- **Set problem**: Please return every line of the listing below unchanged.

(Dataset records)
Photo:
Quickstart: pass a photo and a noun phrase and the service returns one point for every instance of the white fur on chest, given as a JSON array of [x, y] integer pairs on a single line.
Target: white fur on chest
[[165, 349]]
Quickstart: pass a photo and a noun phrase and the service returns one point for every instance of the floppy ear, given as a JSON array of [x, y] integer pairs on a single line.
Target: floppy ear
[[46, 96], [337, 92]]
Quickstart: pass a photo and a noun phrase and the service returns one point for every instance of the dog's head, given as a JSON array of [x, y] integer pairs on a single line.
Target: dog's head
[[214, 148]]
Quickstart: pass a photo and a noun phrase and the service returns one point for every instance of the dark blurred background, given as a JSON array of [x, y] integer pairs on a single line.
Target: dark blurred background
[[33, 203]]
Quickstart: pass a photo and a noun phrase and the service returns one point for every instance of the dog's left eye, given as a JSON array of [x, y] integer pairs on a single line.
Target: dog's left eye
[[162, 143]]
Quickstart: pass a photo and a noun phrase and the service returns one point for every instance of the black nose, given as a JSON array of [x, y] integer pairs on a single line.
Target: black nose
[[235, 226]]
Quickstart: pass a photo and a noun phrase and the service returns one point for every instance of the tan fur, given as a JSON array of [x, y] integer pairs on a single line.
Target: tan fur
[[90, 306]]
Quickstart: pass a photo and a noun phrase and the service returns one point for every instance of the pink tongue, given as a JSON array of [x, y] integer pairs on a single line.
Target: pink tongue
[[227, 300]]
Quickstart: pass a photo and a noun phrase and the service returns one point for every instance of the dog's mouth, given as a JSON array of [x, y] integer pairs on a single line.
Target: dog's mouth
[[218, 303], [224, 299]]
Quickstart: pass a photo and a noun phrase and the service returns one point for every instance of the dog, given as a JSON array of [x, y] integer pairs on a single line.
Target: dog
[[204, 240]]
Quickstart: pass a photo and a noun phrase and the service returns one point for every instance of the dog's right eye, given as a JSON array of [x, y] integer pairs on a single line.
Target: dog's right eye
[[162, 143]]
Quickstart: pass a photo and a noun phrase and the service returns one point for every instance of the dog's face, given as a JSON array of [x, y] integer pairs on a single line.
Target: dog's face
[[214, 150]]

- **Task answer**:
Photo:
Quickstart: pass a photo and a noun phrase and the service returns one point for every instance of the white fur on chest, given as a JSON array of [x, y] integer pairs on a single line.
Target: white fur on chest
[[165, 349]]
Quickstart: pass a photo and a noun phrase and the service returns one point for every instance of the floppy ear, given as a JSON array of [x, y] integer pairs on a single line.
Target: floppy ear
[[46, 96], [337, 92]]
Quickstart: pass a photo and a noun phrase and the service returns one point for every instance of the dog's head, given as a JSON array of [x, y] integer pairs on a single line.
Target: dog's head
[[214, 148]]
Quickstart: pass a photo and a noun phrase and the service returns one point for every instance of the dark blurred background, given as a JSON array of [x, y] integer pairs on a single line.
Target: dark blurred background
[[33, 203]]
Quickstart: pass a photo and a noun phrase and the service returns one point for every instance of the dog's left eye, given as a JSON array of [x, y] integer pairs on a single line.
Target: dog's left eye
[[162, 143]]
Quickstart: pass a photo and a noun phrase and the service returns one point for every instance of the black nose, given as a JSON array of [x, y] integer pairs on a single line.
Target: black nose
[[235, 226]]
Quickstart: pass a photo and a noun phrase and the service returns one point for every instance of the tan fur, given as a JSON array of [x, y] integer pairs on a single line.
Target: tan fur
[[90, 306]]
Quickstart: pass a photo and a noun phrase and the service returns one point for every instance of the pink tongue, given as a JSON array of [x, y] integer pairs on a single line.
Target: pink tongue
[[227, 300]]
Quickstart: pass a photo and a noun phrase and the service returns one point for every instance of the dog's mouth, given as a JSON array of [x, y] integer pairs on a single line.
Target: dog's mouth
[[218, 303], [224, 299]]
Quickstart: pass a photo and a noun phrase and the service returns one point for every instance of the dog, given as a JSON array of [x, y] integer pairs on a single line.
Target: dog
[[204, 240]]
Quickstart: pass a photo and a noun phrase and the service returns one point for every instance of the dog's right eye, given as a JSON array of [x, y] integer pairs on a single line.
Target: dog's right eye
[[162, 143]]
Quickstart: pass a photo and a noun phrase and the service returns one point for every instance of the dog's face, given as a JSON array of [x, y] integer pairs on a single line.
Target: dog's face
[[214, 150]]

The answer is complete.